-- Goal --
Locate each line in the items below that contains the word "tall", and copy every such line in full. The match is case-sensitive.
** BEGIN Records for this exercise **
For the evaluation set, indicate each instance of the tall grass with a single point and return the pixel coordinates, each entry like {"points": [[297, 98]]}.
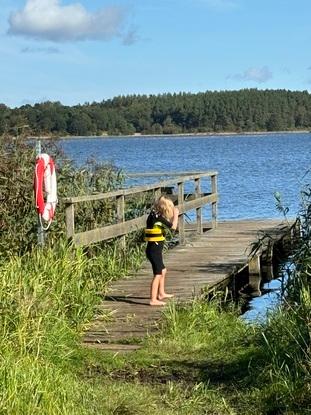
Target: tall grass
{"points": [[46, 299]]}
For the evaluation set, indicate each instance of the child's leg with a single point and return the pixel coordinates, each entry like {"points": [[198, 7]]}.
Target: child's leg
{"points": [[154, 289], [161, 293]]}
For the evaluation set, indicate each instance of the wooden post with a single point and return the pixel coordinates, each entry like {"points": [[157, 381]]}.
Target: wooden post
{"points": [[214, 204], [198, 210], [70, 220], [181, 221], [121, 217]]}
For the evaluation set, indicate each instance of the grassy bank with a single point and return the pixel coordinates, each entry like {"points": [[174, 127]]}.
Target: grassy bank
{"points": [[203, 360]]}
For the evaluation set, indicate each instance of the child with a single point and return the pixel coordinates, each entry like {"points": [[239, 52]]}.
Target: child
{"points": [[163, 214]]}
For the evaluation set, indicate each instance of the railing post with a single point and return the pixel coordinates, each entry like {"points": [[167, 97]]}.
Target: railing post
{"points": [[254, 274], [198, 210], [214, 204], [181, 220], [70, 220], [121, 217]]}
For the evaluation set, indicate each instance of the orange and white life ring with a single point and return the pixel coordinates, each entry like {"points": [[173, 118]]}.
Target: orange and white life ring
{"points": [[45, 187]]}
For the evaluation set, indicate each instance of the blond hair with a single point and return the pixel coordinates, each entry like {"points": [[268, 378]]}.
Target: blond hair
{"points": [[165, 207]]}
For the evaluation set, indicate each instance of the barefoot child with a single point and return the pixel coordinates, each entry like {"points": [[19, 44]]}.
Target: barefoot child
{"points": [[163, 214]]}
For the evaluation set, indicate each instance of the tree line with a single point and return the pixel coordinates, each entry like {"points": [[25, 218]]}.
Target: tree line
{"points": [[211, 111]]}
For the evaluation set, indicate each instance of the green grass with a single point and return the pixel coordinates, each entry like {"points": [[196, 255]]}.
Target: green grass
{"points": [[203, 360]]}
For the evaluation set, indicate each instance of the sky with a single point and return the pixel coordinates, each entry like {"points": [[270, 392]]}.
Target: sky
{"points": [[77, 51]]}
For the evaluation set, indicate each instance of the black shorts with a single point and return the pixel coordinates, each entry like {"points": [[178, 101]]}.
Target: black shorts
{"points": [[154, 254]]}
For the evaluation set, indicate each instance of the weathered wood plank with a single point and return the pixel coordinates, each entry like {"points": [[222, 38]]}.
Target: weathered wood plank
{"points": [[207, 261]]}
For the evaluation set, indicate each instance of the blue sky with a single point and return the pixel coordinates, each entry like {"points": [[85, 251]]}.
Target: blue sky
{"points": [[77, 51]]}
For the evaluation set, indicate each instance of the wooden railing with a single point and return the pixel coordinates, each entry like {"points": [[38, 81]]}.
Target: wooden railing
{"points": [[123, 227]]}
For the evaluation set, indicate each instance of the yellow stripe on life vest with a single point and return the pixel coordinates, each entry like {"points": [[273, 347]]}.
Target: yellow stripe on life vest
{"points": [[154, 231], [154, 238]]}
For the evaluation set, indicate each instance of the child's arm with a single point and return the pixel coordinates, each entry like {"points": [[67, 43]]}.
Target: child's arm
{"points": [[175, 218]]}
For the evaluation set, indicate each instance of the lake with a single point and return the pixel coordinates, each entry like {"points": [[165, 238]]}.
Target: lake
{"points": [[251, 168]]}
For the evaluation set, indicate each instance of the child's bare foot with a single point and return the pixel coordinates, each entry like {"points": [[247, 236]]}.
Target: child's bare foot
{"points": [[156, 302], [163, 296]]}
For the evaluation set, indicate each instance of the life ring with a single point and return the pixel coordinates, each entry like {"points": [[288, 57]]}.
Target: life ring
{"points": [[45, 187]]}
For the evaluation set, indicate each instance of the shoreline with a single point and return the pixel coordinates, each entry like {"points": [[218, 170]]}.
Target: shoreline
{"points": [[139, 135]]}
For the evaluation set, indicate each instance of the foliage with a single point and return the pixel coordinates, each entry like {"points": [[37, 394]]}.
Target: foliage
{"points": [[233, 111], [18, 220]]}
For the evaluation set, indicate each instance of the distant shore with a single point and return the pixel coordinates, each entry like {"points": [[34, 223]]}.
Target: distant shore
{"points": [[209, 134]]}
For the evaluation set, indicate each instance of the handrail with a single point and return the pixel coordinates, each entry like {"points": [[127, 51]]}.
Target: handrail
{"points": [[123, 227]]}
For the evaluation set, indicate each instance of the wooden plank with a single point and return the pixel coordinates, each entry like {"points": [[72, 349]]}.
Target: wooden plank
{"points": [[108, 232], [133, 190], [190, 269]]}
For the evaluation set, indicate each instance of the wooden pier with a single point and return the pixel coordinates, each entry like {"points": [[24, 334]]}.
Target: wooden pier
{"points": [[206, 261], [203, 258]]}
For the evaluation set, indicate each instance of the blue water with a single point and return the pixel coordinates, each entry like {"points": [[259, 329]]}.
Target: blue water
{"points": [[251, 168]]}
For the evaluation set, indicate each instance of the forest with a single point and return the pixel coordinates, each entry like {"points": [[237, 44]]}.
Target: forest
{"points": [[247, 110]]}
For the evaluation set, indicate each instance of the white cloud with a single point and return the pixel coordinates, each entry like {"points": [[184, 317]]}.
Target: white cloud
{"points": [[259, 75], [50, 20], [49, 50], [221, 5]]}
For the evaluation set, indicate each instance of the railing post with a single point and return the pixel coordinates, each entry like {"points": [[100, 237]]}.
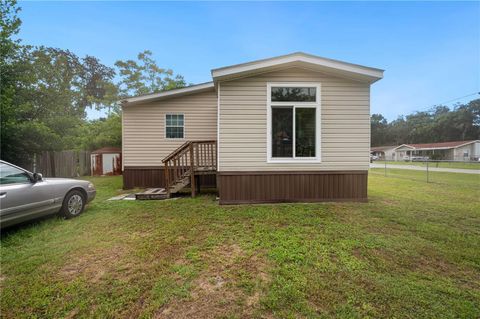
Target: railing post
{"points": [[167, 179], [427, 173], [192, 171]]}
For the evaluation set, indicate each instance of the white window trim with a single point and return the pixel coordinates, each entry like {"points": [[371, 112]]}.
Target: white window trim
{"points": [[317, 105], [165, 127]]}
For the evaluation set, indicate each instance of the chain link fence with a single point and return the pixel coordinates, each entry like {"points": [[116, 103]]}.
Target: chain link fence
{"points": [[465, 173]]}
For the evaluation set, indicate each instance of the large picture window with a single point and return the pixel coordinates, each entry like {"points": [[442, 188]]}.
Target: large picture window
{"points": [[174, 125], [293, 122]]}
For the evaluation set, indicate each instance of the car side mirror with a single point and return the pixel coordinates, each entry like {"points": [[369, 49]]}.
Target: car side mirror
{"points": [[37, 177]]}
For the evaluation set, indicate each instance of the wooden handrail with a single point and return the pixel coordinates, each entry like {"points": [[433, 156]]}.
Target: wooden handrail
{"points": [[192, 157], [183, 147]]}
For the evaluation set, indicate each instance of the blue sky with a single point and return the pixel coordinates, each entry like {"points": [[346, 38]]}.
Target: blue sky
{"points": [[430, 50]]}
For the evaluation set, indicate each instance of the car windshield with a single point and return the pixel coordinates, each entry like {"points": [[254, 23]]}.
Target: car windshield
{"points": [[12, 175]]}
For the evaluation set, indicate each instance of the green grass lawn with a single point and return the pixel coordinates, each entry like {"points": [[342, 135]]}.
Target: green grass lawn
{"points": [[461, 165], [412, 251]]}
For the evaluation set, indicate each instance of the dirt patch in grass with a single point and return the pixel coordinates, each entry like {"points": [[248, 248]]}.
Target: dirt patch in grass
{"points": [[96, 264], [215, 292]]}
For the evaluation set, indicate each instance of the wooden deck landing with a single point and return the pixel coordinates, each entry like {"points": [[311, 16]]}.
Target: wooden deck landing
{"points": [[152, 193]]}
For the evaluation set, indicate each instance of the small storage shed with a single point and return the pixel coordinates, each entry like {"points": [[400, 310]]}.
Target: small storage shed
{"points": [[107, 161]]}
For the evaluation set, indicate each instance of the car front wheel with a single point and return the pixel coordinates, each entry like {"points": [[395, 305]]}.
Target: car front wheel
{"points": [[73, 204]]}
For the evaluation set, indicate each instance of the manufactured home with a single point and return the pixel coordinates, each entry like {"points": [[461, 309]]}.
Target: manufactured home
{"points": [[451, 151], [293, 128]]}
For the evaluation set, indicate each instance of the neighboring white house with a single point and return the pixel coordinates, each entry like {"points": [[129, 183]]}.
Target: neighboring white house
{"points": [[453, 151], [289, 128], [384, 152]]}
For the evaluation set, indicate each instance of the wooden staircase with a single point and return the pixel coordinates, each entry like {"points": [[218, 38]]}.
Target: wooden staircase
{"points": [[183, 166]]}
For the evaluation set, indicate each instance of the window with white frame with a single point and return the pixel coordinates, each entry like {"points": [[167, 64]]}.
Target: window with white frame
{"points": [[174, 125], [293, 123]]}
** END Records for this exercise **
** BEGIN Records for this exercise **
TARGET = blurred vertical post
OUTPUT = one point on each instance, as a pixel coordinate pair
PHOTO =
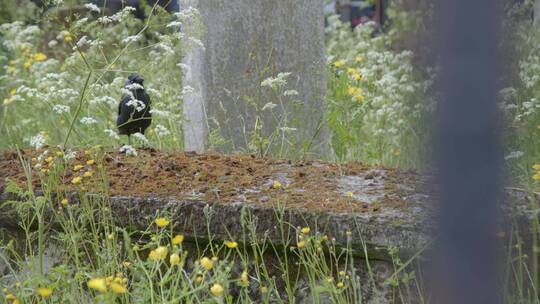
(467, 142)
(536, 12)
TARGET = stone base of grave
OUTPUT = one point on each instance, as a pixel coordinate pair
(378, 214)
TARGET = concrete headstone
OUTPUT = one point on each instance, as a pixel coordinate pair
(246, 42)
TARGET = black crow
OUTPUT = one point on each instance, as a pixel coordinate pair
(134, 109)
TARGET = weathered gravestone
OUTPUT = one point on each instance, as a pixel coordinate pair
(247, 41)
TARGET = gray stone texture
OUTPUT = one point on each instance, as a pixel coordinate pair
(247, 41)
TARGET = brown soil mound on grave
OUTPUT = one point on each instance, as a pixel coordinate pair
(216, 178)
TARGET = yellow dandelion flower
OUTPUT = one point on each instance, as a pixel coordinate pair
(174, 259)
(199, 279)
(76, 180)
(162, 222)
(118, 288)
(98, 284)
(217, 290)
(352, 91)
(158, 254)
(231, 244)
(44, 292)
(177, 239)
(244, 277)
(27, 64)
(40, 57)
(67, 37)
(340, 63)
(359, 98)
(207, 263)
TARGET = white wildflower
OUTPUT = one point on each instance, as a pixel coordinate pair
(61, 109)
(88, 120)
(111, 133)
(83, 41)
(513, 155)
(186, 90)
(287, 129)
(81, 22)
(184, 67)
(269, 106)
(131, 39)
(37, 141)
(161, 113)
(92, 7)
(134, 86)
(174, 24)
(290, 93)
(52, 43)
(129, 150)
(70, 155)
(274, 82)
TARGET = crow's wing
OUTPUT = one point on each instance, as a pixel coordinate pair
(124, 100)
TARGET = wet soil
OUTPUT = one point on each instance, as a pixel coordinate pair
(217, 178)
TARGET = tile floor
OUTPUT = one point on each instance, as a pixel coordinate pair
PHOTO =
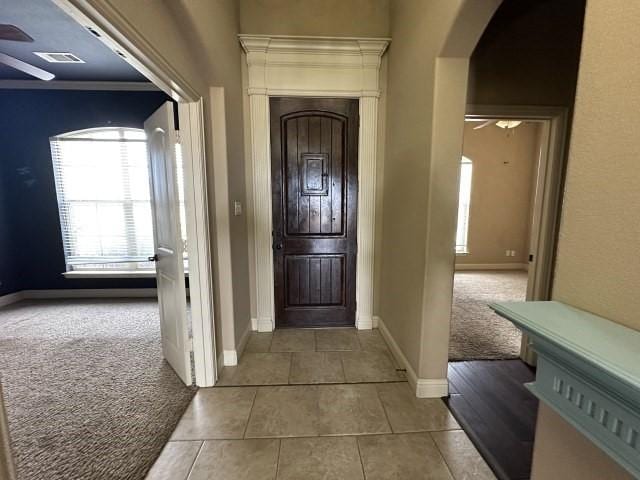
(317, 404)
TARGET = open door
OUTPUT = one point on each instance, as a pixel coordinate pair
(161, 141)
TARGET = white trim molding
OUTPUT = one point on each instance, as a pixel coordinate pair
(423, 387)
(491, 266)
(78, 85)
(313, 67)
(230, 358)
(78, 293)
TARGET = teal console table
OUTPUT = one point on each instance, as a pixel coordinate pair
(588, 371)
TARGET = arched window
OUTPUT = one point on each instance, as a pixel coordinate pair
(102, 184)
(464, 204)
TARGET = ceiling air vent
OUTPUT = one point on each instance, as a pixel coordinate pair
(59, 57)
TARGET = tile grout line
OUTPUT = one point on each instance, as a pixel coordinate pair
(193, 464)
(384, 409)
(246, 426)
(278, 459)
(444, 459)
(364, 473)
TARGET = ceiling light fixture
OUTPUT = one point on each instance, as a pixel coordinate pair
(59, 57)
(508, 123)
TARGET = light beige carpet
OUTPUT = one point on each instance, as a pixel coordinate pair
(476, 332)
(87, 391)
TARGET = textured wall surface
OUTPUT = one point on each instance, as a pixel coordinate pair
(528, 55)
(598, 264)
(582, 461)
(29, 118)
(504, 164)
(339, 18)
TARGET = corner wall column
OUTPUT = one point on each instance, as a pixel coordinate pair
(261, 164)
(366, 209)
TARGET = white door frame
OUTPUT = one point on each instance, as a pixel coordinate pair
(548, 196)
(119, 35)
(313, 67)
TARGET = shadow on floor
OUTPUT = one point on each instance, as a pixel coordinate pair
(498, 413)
** END Records for this exercise **
-- Response for this exercise --
For the evaluation set, indicate each instance of the tall grass with a single point and return the pixel coordinates, each entry like {"points": [[297, 98]]}.
Target: tall grass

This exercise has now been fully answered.